- Task details
Rewrite the material below, substituting "dark netting" for every occurrence of "black net mesh" and leaving everything else unchanged.

[Pointing dataset records]
+-------+

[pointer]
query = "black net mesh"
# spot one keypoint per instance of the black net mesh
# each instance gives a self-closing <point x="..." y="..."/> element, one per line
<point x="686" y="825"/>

+-------+

- Answer to this exercise
[pointer]
query = "dark netting"
# spot one keypoint per instance of the dark netting
# each instance gives a self-closing <point x="..." y="..."/> element, one per line
<point x="686" y="825"/>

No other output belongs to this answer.